**Work required:** Rewrite the records from the line containing "# point: shrub" through the end of the records, swapping "forested hillside" for "wooded hillside" and leaving everything else unchanged.

**Dataset extract:**
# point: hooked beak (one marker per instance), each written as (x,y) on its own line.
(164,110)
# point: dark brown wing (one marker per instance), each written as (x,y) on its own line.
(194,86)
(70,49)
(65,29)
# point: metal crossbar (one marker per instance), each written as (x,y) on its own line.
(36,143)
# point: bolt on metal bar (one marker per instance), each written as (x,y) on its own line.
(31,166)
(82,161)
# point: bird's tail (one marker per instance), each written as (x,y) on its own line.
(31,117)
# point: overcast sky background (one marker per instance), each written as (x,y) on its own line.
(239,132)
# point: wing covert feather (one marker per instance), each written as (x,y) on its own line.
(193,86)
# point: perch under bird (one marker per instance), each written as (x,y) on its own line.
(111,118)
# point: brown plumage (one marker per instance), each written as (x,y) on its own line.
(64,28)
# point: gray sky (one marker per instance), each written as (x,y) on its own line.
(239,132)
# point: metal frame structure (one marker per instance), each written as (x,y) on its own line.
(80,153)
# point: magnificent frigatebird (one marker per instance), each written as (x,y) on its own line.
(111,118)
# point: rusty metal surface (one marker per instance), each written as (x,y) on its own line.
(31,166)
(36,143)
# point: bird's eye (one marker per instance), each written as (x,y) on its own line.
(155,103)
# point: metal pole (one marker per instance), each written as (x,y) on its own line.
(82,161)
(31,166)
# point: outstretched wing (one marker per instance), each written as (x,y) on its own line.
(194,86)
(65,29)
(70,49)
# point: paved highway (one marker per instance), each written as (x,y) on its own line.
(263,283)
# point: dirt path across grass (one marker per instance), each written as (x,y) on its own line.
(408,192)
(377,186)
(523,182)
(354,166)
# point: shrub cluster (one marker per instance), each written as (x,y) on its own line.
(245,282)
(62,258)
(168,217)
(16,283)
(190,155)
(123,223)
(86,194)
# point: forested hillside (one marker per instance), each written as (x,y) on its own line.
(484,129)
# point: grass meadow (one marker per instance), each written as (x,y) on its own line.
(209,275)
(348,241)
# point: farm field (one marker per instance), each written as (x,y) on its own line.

**Finished answer:**
# point: shrub cluster (one marker per instance), each written as (x,y) on its own line.
(245,282)
(62,258)
(168,217)
(16,283)
(190,155)
(123,223)
(86,194)
# point: wooded hillside (one marker per instance), each written as (x,y) on its own line.
(484,129)
# point: grass meadow (one marker per instance), each written as (x,y) on its own line.
(209,275)
(348,241)
# point: farm field (one marker per instance), each written as (x,y) on its own line.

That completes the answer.